··· DOCUMENT EXCERPT ···

US20080270728A1

US20080270728A1 - Burst structure allocation for parallel cache pre-loading

Info

Publication number: US20080270728A1
Application number: US11/740,259
Authority: US
Inventors: William Pohl; Paul David Gootherts; Edward J. Sharpe
Original assignee: Hewlett Packard Development Co LP
Current assignee: Hewlett Packard Development Co LP
Priority date: 2007-04-25
Filing date: 2007-04-25
Publication date: 2008-10-30

Abstract

A method of allocating memory and a memory allocation apparatus are described. The method comprises allocating a set of memory locations for at least a portion of a data structure, wherein the allocated set comprises memory space storing a counter corresponding to each memory location in the set. A method of traversing a data structure is described. The method comprises incrementing, by a predetermined value, a reference address of a pointer to a first data structure of a portion of a set of allocated memory locations to obtain a reference address to a second data structure in the portion of the set. The portion of the set of allocated memory locations comprises a counter for each allocated memory location.

Description

BACKGROUND

A linked list data structure comprises one or more data structures where each data structure comprises at least one pointer reference to the next data structure in the linked list data structure. During execution, a processor might not load all data structures of a linked list data structure into cache, e.g., a processor cache. During traversal of the portion of the linked list data structure loaded into cache, following each pointer reference to a new element of the linked list data structure risks a cache miss, i.e., the next data structure might not have been loaded into cache.
When a cache miss occurs, a serial load of the next structure in the linked list data structure from memory to cache is performed. It is not until the data structure is loaded, that the next structure is referenced and brought into the cache. The serial loading of data structures in the linked list data structure is repeated until the desired amount of the list is loaded into cache.
Accordingly, each cache miss occurs serially incurring the overhead and latency required to load in each individual data structure.

DESCRIPTION OF THE DRAWINGS

One or more embodiments are illustrated by way of example, and not by limitation, in the figures of the accompanying drawings, wherein elements having the same reference numeral designations represent like elements throughout and wherein:

FIG. 1 is a high-level functional diagram of a portion of a computer system usable in conjunction with an embodiment;

FIG. 2 is a high-level process flow diagram of a portion of a method according to an embodiment;

FIG. 3 is a high-level process flow diagram of another portion of a method according to an embodiment; and

FIG. 4 is a high-level process flow diagram of a portion of a method according to another embodiment.

DETAILED DESCRIPTION

FIG. 1 depicts a high-level functional diagram of a portion of a computer system 100 usable in conjunction with an embodiment. Computer system 100 comprises a processor 102, a cache 104 communicatively coupled with the processor, and a memory 106 communicatively coupled with the processor. Processor 102 executes a set of instructions, e.g., executable software stored in cache 104, memory 106, etc., which cause the processor to perform operations, e.g., reading and/or writing values from/to elements of computer system 100, e.g., cache 104, memory 106, etc. At least one operation performed by processor 102 is an allocation of memory locations in memory 106 for use by executable software executed by the processor.
In at least some embodiments, memory 106 may comprise volatile and/or non-volatile memory, e.g., read-only memory, random access memory, etc. In at least some embodiments, processor 102 and cache 104 may be combined into a single element of computer system 100. In at least some embodiments, processor 102, cache 104, and memory 106 may be communicatively coupled via a bus.

··· DATA LINES ···

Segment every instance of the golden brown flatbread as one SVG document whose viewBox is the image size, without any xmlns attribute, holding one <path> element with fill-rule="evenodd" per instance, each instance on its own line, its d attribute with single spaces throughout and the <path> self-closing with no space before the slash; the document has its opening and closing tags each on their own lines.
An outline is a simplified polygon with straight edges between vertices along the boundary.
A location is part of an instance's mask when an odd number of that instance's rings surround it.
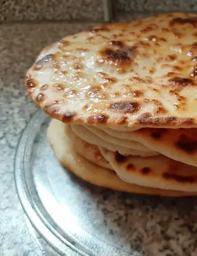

···

_TASK DIRECTIONS_
Rewrite the patent excerpt between "A linked list data structure comprises" and "been loaded into cache.", inclusive, switching "linked list" to "chained list". The listing is material kept apart from the patent excerpt.

_FINAL RESULT_
A chained list data structure comprises one or more data structures where each data structure comprises at least one pointer reference to the next data structure in the chained list data structure. During execution, a processor might not load all data structures of a chained list data structure into cache, e.g., a processor cache. During traversal of the portion of the chained list data structure loaded into cache, following each pointer reference to a new element of the chained list data structure risks a cache miss, i.e., the next data structure might not have been loaded into cache.